## EXTRACT TO READ
This is an interesting story about interesting research for a common problem. We appreciate the caveat at the end of the story – “Because this study was extremely small and presented at a medical meeting, the data and conclusions should be viewed as preliminary until published in a peer-reviewed journal and confirmed in larger studies.” That would be one of the first things we’d expect in a story about such a small, short-term study.
As the story indicates, “Chronic insomnia — which the American Academy of Sleep Medicine attributes to about one out of every 10 Americans — can be difficult to treat.”
Not applicable. No discussion of costs but that’s understandable at this early stage of development.
The story didn’t adequately place the findings into context.
It stated: “While wearing the cooling cap, it took insomnia patients an average of 13 minutes to fall asleep and they spent 89 percent of their time in bed actually sleeping, about the same as controls who didn’t have insomnia (the latter group averaged 16 minutes to fall asleep and 89 percent of the time in bed sleeping).”
But it didn’t ever define the baseline degree of insomnia these trial patients experienced. In other words, how long did it usually take them to fall asleep and what percent of thier time in bed did they usually sleep?
There was no discussion of what would appear to be a question many people would have: didn’t wearing a cap that is presumably connected to some water supply actually interfere with anyone’s sleep? Did the control group patients wear a cap? If so, did it make it harder for them to sleep?
Very appropriate reminder at the very end of the story: “Because this study was extremely small and presented at a medical meeting, the data and conclusions should be viewed as preliminary until published in a peer-reviewed journal and confirmed in larger studies.”

## ACTIVITIES
A: Return the passage of the review of the insomnia cooling-cap story from "This is an interesting" up to and including "small, short-term study.", copied word for word.
B: Extend the review of the insomnia cooling-cap story past its final sentence.

## RECORD SET

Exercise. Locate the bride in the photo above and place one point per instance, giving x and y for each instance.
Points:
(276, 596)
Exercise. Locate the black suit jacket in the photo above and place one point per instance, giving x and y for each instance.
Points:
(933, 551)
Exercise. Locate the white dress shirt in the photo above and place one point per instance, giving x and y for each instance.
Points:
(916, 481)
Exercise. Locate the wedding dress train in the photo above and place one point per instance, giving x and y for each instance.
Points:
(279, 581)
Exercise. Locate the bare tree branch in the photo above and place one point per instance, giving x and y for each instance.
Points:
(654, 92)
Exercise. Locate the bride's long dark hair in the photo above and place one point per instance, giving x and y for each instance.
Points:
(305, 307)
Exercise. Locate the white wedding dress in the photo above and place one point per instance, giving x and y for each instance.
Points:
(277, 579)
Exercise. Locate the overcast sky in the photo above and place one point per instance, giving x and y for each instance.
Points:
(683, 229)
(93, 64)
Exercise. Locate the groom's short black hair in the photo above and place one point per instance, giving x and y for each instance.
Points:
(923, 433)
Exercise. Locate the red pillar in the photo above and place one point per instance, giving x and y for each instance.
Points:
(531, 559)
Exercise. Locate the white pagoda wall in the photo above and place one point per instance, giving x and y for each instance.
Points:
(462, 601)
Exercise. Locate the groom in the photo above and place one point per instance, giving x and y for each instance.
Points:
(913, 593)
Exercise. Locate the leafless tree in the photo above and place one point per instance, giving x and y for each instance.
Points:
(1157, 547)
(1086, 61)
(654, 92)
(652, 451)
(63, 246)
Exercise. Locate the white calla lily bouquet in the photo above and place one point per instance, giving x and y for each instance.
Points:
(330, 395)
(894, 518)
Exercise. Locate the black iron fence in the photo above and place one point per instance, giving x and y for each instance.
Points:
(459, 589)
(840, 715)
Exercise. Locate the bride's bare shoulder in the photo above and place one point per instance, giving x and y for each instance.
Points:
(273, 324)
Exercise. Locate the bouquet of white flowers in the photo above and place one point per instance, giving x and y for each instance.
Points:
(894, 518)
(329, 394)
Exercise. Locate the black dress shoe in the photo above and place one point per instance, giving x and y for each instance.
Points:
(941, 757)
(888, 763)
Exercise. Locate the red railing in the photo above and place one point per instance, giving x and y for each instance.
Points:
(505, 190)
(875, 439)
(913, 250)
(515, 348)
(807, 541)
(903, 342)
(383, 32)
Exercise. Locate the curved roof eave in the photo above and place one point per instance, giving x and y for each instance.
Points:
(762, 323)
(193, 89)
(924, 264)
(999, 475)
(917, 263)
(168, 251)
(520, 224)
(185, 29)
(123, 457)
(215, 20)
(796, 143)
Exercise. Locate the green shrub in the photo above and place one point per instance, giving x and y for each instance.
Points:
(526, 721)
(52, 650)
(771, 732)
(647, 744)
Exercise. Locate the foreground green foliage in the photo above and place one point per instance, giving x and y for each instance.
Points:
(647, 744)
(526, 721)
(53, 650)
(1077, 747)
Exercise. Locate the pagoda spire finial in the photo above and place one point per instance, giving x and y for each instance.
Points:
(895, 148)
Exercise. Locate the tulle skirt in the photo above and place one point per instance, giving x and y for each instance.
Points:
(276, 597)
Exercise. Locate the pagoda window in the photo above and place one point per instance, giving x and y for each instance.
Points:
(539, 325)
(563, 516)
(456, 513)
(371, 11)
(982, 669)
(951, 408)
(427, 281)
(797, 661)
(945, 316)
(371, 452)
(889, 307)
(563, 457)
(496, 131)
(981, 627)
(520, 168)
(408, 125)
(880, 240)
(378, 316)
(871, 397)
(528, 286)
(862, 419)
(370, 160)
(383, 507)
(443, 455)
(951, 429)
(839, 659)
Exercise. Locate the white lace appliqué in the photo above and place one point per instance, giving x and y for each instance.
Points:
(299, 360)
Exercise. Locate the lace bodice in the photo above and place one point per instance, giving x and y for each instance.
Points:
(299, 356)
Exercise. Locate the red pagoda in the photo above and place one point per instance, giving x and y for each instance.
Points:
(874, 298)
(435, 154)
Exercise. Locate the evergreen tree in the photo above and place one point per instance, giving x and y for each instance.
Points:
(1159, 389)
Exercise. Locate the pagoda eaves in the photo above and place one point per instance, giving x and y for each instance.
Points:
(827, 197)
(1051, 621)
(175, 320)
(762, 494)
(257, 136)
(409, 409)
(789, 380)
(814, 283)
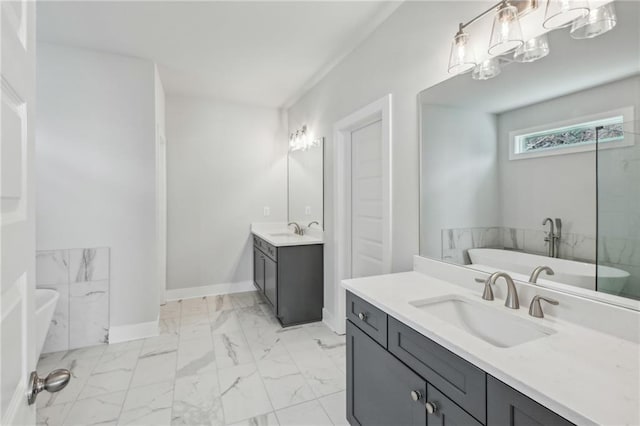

## EXPECTED RESPONSES
A:
This is an interesting story about interesting research for a common problem. We appreciate the caveat at the end of the story – “Because this study was extremely small and presented at a medical meeting, the data and conclusions should be viewed as preliminary until published in a peer-reviewed journal and confirmed in larger studies.” That would be one of the first things we’d expect in a story about such a small, short-term study.

B:
No disease-mongering of insomnia. Although how the 12 patients with insomnia compare to the “typical” patient with insomnia is hard to know from what was presented. Presumably people have insomnia for different reasons. Did they somehow identify a group that would be more likely to respond to this treatment? Specifically what were the criteria for participating? So while not “disease mongering”, it is unclear if these results are applicable to the average person with insomnia.
One independent sleep researcher was quoted.
The story included some good context:
“Medications can help, although many people complain of side effects, Kohler said. The most effective treatment is cognitive behavior therapy, which involves changes such as avoiding cigarettes, alcohol and caffeine before bed, and getting plenty of bright light in the morning but turning off the TV, computer and dimming the lights during a wind-down period, among other techniques for improving “sleep hygiene.”
The story makes it clear that the approach is experimental and not yet available to consumers.
A quote from an independent researcher establishes that this is not a totally new field of research: “we do know from many previous studies that as the body core temperature cools, our sleep improves, and with warming of the core temperature, we have more restless sleep.”
The story does not appear to rely on a news release.